# GOAL OF THE EXERCISE
Copy every entry precisely.

● ● ● ● ● ● ●

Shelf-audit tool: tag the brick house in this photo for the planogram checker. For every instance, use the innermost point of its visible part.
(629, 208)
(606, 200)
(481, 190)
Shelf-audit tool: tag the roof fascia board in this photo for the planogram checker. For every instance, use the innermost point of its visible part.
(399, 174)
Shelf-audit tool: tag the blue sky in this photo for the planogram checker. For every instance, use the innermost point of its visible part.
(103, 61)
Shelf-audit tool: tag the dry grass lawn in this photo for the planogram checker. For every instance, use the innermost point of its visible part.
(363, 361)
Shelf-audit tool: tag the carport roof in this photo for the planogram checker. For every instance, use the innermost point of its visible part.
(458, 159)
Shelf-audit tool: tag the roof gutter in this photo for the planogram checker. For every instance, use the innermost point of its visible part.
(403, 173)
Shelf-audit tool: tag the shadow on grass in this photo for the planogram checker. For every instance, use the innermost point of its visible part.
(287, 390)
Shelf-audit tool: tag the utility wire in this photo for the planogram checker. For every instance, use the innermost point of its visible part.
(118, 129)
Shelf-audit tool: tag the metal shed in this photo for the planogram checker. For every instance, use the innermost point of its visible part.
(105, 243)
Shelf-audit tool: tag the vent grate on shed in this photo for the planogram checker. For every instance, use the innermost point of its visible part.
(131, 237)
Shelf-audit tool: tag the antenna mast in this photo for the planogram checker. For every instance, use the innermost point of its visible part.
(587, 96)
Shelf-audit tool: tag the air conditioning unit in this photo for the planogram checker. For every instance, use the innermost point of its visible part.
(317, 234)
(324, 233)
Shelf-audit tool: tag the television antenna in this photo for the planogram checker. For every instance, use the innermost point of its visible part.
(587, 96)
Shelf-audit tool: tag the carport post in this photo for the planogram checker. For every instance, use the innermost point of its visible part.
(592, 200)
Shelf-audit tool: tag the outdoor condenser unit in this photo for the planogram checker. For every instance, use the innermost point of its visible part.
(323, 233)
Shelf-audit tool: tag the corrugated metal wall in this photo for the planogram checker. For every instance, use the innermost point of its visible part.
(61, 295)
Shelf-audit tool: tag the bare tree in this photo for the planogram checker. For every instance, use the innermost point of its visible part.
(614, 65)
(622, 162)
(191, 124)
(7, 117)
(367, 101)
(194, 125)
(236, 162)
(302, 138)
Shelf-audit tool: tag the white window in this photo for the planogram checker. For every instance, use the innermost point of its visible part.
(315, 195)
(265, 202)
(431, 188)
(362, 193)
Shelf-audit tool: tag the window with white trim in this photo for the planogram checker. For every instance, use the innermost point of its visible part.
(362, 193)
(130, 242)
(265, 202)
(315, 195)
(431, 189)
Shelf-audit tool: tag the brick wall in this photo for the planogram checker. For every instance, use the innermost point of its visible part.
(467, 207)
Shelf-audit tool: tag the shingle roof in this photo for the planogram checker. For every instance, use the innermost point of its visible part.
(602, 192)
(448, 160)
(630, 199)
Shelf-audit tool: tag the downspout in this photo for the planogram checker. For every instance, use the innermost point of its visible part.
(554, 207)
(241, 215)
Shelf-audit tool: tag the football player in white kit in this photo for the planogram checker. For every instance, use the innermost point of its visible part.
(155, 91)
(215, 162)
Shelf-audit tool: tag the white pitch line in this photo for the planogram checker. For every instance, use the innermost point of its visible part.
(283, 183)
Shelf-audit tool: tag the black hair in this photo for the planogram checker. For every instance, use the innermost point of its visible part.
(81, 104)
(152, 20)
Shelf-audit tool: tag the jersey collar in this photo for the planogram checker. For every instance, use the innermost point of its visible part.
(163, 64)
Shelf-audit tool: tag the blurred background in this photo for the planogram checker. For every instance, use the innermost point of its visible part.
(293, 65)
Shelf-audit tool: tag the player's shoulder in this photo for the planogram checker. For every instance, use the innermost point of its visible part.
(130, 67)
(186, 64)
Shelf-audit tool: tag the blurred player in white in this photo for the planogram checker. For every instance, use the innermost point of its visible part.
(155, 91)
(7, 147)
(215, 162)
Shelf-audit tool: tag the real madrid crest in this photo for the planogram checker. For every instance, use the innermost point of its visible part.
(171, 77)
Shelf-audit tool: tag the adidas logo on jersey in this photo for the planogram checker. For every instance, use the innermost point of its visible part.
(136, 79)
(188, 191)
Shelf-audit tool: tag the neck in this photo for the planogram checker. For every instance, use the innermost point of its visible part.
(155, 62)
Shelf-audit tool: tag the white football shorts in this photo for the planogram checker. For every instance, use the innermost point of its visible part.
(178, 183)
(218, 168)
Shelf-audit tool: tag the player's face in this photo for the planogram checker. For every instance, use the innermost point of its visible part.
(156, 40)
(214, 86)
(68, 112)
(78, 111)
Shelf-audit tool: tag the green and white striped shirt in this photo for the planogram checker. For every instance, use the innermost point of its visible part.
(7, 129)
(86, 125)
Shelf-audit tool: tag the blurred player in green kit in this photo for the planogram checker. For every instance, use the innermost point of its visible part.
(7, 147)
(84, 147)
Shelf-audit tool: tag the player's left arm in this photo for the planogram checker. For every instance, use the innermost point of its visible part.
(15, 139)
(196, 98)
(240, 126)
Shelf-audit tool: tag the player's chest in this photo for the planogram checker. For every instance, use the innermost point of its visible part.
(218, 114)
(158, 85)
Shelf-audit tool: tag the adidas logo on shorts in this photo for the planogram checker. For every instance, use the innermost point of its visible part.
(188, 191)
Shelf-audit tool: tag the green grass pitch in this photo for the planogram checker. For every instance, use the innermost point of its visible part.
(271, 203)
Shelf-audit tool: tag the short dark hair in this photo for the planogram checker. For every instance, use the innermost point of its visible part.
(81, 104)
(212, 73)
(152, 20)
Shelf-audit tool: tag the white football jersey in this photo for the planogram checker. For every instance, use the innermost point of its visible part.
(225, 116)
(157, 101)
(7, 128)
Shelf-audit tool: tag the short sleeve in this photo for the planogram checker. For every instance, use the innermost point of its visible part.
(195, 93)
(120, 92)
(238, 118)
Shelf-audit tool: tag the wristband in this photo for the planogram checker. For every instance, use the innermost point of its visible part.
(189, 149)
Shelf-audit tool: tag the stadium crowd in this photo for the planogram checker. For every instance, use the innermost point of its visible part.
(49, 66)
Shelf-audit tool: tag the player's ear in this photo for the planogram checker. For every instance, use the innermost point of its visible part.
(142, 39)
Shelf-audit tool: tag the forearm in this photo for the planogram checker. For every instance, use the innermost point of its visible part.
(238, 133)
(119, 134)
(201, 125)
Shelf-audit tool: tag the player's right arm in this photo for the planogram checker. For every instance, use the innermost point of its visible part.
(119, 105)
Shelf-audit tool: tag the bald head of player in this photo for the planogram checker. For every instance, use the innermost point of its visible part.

● ● ● ● ● ● ●

# RIGHT ANSWER
Shelf-audit tool: tag the brick house in this photo for the planogram checker. For every instance, use the innermost point of its visible part.
(629, 208)
(606, 200)
(481, 190)
Shelf-audit tool: tag the roof fascia board in this photo for the planogram checker. For every instance, use the innermost point of its visible part.
(399, 174)
Shelf-audit tool: tag the blue sky in this photo for the planogram checker. For every instance, use the innermost point of its visible part.
(103, 61)
Shelf-audit tool: tag the dry grass lawn in this photo for the planogram checker. For every instance, use the innermost point of its visible part.
(363, 361)
Shelf-audit tool: tag the carport roof in this photo for the planogram checker. For every instance, use the innermost point of its visible part.
(458, 159)
Shelf-audit tool: tag the roof gutter in this photo for the planogram checker. For every instance, use the innermost point of its visible part.
(403, 173)
Shelf-audit tool: tag the shadow on grass in this photo for the planogram checker. For every instance, use the innermost point of its visible part.
(287, 390)
Shelf-audit tool: tag the utility wire in this photo for the planogram checker. For every instance, use the innermost point of its visible part.
(118, 129)
Shelf-audit tool: tag the metal shed in this photo for the planogram checker. For every instance, use the innermost point of its visible part.
(105, 243)
Shelf-audit tool: tag the vent grate on shed in this photo for the planogram checker. For every instance, use the innermost point of its visible part.
(131, 237)
Shelf-audit tool: tag the antenna mast in this photo for the planogram checker. For every instance, use the innermost point of its visible part.
(587, 96)
Shelf-audit tool: tag the air conditioning unit in this photo for the planogram checker. For every instance, use the innermost point of its visible part.
(317, 234)
(324, 233)
Shelf-audit tool: tag the television antenna in this photo for the planogram checker. For every instance, use the innermost point of its visible part.
(587, 96)
Shelf-audit tool: tag the carport post in this photo for the planogram checker. For every instance, use the innermost point of its visible part.
(592, 200)
Shelf-audit tool: tag the outdoor condenser unit in this photo for the planogram checker. For every instance, use the innermost point of its visible part.
(323, 233)
Shelf-audit tool: tag the corrugated metal wall in this photo for the planogram checker. For every instance, use the innermost point of its visible part.
(61, 295)
Shelf-audit tool: tag the bare tree in this photo for the planogram checker. For every instance, use the innermost point of its visible part.
(614, 65)
(622, 162)
(191, 124)
(7, 117)
(367, 101)
(194, 125)
(236, 162)
(302, 138)
Shelf-audit tool: tag the white window in this photo for the planogram checker. For every instance, use the innermost point of its visible part.
(315, 195)
(265, 202)
(431, 188)
(362, 193)
Shelf-audit tool: tag the window with white trim in this photo for the planogram checker. For every instance, use the innermost point of its visible part.
(362, 193)
(130, 242)
(265, 202)
(315, 195)
(431, 189)
Shelf-audit tool: tag the brick wall in this photo for the planogram checker. For every instance, use the innermost point of its visible part.
(467, 207)
Shelf-audit tool: tag the shingle roof in this photo for the planogram checker. For every instance, use the innermost point of its visible part.
(602, 192)
(448, 160)
(630, 199)
Shelf-audit tool: tag the downspout in this photo for the planogram checker. For every instance, use the innermost point of its visible part.
(554, 207)
(241, 215)
Shelf-audit tool: tag the football player in white kit in this photo for the planogram checker. For every instance, use the innermost point of its visible part.
(155, 91)
(215, 162)
Shelf-audit tool: tag the white pitch line in this photo for the planogram checker. For every instance, use the innermost point of its visible part.
(283, 183)
Shelf-audit tool: tag the black hair in this photo for the planogram checker. For every instance, use the innermost point of its visible part.
(81, 104)
(152, 20)
Shelf-audit tool: tag the jersey collar in this photo for the planogram checker. For every instance, use the innermost point of its visible part.
(163, 64)
Shelf-audit tool: tag the blurred background in this photo for the planogram checker. For every instance, use the innermost point of its visible part.
(293, 65)
Shelf-audit tool: tag the player's shoulder in this photo for the planogram checker. For every instance, use the innermost point of its visible part.
(130, 67)
(186, 64)
Shelf-audit tool: tag the blurred player in white in this photo for the planogram checker. For every instance, use the innermost point of its visible part.
(155, 91)
(7, 147)
(215, 162)
Shelf-audit tool: tag the real madrid crest in this photo for the planogram checker. For every instance, use the innermost point of its visible part.
(171, 77)
Shelf-audit tool: tag the adidas logo on jersey in this photo for the planogram checker. For every instance, use the innermost point of its visible part.
(136, 79)
(188, 191)
Shelf-audit tool: tag the neck in this photo for the planogram checker. For every instance, use the innermost point of its visible part.
(155, 62)
Shelf-audit tool: tag the white football shorts in this photo for the planogram checker. For every instance, use the innermost point of its visible part.
(178, 183)
(218, 168)
Shelf-audit tool: tag the player's face in this photo for the planogram checker. For every instance, use the innermost point of its visible part.
(156, 40)
(214, 86)
(68, 112)
(78, 111)
Shelf-audit tool: tag the green and white striped shirt in this photo for the planogram checker. For every instance, use the innermost point of its visible part.
(7, 129)
(86, 125)
Shelf-audit tool: tag the blurred player in green kit in this photo for the planogram checker. For every instance, use the innermost point of its visible part.
(7, 147)
(84, 147)
Shelf-audit tool: tag the player's left arm in this photo for the planogram checker. For every instance, use the innermost point of its visible part.
(15, 139)
(196, 98)
(240, 126)
Shelf-audit tool: tag the player's chest in this photo for the planogram checker. For every instance, use the innermost point of its visible part.
(218, 114)
(158, 85)
Shelf-audit tool: tag the adidas logo on shorts in this photo for the planogram checker. For every instance, use the innermost point of its visible part.
(188, 191)
Shelf-audit tool: tag the green grass pitch in this photo for the planogram checker. For every instance, use the innermost point of its visible part.
(271, 203)
Shelf-audit tool: tag the short dark hair in this photo for the planogram checker. For every instance, use the innermost point of its visible part.
(81, 104)
(212, 73)
(152, 20)
Shelf-audit tool: tag the white football jersey in this photo for the planogram checker. For every instance, use the innermost point of its visible part.
(225, 116)
(157, 101)
(7, 128)
Shelf-audit tool: tag the short sleeve in this photo for the planogram checker. For every instance, use the innermost point of its visible part.
(195, 93)
(120, 92)
(238, 118)
Shelf-audit tool: tag the wristband in this photo for the planogram checker. For every instance, use the innermost point of its visible part.
(189, 149)
Shelf-audit tool: tag the stadium crowd in this photo for the planogram checker. For every instance, use the innermost point of its visible part.
(49, 66)
Shelf-audit tool: tag the player's ear in this photo for the planogram checker. For every instance, use the innermost point of its visible part.
(142, 39)
Shelf-audit tool: tag the forearm in this photo for the planogram checker. For every instance, use the innermost point of its visible part.
(238, 133)
(119, 134)
(201, 125)
Shelf-audit tool: tag the player's right arm in this photo for the planogram checker. For every instance, use the innermost point of its visible part.
(119, 105)
Shelf-audit tool: tag the bald head of player in this photo for the planogram checker. For every instance, use the innermost point of its visible part.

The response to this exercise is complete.